TASK INSTRUCTIONS: The answer must be an exact transcription of the lines below from the first through the one containing "Query: wood grain texture", with the pictures left out; please add nothing else.

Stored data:
***

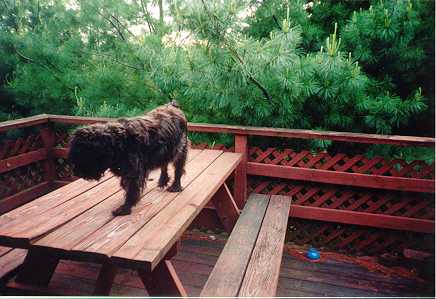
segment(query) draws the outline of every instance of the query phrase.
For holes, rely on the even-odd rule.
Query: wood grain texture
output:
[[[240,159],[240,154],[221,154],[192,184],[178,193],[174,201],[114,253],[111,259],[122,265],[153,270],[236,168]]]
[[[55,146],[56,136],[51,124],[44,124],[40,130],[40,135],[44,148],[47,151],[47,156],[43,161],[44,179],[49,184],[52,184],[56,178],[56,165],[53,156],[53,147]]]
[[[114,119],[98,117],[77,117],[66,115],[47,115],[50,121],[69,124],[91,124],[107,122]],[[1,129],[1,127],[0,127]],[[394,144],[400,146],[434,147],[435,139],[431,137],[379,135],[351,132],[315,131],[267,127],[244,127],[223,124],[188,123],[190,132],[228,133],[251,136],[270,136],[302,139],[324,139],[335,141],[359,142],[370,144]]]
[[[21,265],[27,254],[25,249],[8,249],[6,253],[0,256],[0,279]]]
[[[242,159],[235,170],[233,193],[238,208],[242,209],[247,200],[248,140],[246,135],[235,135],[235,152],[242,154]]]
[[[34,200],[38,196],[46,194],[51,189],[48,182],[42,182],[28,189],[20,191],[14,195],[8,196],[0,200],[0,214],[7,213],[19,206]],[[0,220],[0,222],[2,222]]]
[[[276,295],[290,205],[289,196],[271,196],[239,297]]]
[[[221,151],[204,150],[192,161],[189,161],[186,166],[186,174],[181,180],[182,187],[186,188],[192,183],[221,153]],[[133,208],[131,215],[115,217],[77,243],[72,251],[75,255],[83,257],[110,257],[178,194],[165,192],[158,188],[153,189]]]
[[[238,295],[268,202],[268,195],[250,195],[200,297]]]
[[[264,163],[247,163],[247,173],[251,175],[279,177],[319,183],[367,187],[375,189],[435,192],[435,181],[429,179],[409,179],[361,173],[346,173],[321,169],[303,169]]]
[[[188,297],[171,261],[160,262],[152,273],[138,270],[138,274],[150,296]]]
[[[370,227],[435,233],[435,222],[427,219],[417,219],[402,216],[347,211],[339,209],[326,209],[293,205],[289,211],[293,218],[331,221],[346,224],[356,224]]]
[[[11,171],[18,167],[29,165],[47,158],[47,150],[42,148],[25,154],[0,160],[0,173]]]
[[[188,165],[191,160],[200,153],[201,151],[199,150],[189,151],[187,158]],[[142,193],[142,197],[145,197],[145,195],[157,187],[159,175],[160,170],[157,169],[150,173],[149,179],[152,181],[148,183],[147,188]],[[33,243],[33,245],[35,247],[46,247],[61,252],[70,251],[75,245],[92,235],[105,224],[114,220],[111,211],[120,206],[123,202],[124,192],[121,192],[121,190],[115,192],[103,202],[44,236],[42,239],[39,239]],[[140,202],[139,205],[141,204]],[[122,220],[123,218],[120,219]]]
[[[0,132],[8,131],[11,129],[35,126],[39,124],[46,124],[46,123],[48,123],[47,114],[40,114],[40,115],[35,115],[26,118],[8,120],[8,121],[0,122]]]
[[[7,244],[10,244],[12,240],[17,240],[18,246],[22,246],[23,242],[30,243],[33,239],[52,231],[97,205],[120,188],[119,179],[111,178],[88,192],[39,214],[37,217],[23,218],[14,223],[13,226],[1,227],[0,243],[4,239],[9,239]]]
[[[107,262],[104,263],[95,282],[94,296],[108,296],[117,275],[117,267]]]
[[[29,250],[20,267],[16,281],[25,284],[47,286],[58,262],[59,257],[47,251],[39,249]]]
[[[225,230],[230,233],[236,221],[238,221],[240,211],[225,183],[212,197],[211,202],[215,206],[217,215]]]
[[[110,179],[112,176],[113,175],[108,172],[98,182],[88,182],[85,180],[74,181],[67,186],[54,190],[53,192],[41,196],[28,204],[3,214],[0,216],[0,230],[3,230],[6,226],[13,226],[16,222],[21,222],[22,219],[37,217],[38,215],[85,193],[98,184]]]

***

RESPONSE:
segment(query) draws the outline of every instance of the query phrase.
For holes, rely on the even-odd rule.
Query: wood grain texture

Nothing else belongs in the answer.